Texto para ler:
++++++++

DESOBEDIÊNCIA, INIBIÇÃO DE CONDUZIR, NÃO ENTREGA DA LICENÇA DE CONDUÇÃO - Acórdão do Tribunal da Relação de Coimbra - 12-07-2011

Acórdãos TRC
Acórdão do Tribunal da Relação de Coimbra
Processo:
295/09.4TAVIS.C1
Nº Convencional: JTRC
Relator: JORGE DIAS
Descritores: DESOBEDIÊNCIA
INIBIÇÃO DE CONDUZIR
NÃO ENTREGA DA LICENÇA DE CONDUÇÃO

Data do Acordão: 12-07-2011
Votação: UNANIMIDADE
Tribunal Recurso: 2º JUÍZO CRIMINAL DO TRIBUNAL JUDICIAL DA COMARCA DE VISEU
Texto Integral: S

Meio Processual: RECURSO PENAL
Decisão: CONFIRMADA
Legislação Nacional: ARTIGO 69º CP, 500º CPP

Sumário: Não comete o crime de desobediência quem não cumpre a decisão judicial que o condenou a entregar a licença de condução no prazo de 10 dias a contar do trânsito da mesma, com a cominação de, não o fazendo, cometer aquele crime.

Decisão Texto Integral: Acordam no Tribunal da Relação de Coimbra, Secção Criminal.
No processo supra identificado em que é arguido:
M..., casado, residente na Rua …, Aveiro,
Foi proferida sentença na qual se decidiu:
Absolver o arguido da prática, como autor material, do crime de desobediência previsto e punido pelo artigo 348.º, n.º 1, alínea b), do Código Penal.

++++++++

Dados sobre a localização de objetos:
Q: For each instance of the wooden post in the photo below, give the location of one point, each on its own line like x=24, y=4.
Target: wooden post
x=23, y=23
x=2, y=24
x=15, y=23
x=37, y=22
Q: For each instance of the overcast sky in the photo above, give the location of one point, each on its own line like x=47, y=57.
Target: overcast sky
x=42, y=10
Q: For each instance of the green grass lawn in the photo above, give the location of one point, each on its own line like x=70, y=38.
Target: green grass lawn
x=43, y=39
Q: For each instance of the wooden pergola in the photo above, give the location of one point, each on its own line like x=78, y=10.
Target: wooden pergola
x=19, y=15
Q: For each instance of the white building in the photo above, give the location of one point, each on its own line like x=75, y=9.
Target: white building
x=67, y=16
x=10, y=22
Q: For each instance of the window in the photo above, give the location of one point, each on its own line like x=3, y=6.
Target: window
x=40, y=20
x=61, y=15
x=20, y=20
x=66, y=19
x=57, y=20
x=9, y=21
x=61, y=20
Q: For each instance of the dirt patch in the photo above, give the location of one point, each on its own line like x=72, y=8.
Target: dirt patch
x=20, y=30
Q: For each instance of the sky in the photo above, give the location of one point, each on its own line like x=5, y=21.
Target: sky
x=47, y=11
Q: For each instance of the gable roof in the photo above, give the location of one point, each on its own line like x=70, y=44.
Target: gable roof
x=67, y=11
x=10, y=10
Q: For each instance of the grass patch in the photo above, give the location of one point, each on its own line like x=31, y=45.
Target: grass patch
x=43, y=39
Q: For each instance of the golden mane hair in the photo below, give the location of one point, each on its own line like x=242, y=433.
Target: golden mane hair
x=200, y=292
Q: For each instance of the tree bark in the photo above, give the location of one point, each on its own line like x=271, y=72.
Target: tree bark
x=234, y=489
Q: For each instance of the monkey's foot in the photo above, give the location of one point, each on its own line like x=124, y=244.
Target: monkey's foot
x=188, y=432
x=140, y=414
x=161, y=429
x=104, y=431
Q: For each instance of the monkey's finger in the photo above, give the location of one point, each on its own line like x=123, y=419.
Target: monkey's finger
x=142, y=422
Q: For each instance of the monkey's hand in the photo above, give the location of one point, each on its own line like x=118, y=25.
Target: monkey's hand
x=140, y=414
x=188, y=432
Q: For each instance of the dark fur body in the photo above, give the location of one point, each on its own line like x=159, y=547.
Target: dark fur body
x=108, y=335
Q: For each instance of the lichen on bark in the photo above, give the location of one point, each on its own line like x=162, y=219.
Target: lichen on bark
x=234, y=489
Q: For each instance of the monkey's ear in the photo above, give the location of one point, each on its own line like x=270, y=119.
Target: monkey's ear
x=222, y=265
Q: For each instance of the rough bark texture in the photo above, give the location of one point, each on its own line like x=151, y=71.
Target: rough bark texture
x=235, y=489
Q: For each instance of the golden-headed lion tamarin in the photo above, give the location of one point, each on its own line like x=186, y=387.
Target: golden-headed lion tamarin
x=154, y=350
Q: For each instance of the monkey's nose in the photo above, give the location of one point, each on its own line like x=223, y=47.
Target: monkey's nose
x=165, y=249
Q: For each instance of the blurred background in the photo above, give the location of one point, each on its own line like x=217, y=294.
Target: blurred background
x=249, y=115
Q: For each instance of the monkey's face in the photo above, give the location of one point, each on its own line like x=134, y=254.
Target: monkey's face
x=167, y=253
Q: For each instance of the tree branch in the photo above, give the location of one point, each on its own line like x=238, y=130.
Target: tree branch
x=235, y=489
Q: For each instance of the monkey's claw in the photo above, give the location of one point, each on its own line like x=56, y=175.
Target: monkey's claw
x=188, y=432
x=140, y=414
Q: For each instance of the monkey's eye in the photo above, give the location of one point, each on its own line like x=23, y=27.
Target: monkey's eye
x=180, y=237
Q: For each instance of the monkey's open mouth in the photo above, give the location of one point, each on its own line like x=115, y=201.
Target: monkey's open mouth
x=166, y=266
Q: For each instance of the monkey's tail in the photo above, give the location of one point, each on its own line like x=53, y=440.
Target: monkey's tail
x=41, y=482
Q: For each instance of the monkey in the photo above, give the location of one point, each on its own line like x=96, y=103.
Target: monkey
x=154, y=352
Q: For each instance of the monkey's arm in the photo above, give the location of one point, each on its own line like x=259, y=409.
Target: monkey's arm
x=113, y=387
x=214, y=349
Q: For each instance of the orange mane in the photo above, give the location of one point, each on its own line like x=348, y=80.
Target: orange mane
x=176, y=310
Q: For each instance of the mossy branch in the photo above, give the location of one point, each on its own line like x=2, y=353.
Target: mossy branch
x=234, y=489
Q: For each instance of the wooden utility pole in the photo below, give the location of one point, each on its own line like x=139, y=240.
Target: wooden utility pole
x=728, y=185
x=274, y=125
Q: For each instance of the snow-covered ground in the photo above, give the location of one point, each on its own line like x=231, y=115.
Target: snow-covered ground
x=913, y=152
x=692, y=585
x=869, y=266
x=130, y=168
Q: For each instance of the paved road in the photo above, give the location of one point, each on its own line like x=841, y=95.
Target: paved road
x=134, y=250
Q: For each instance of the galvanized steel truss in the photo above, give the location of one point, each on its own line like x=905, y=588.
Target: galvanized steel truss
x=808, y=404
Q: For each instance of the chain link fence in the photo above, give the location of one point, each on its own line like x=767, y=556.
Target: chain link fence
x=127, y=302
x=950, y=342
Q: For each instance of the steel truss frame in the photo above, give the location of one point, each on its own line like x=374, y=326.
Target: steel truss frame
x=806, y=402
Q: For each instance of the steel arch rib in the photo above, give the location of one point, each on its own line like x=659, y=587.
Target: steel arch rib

++++++++

Problema a resolver: Repete, palavra por palavra, o trecho do acórdão sobre a licença de condução de "Meio Processual: RECURSO" a "do Código Penal.".

Resposta do exercício:
Meio Processual: RECURSO PENAL
Decisão: CONFIRMADA
Legislação Nacional: ARTIGO 69º CP, 500º CPP

Sumário: Não comete o crime de desobediência quem não cumpre a decisão judicial que o condenou a entregar a licença de condução no prazo de 10 dias a contar do trânsito da mesma, com a cominação de, não o fazendo, cometer aquele crime.

Decisão Texto Integral: Acordam no Tribunal da Relação de Coimbra, Secção Criminal.
No processo supra identificado em que é arguido:
M..., casado, residente na Rua …, Aveiro,
Foi proferida sentença na qual se decidiu:
Absolver o arguido da prática, como autor material, do crime de desobediência previsto e punido pelo artigo 348.º, n.º 1, alínea b), do Código Penal.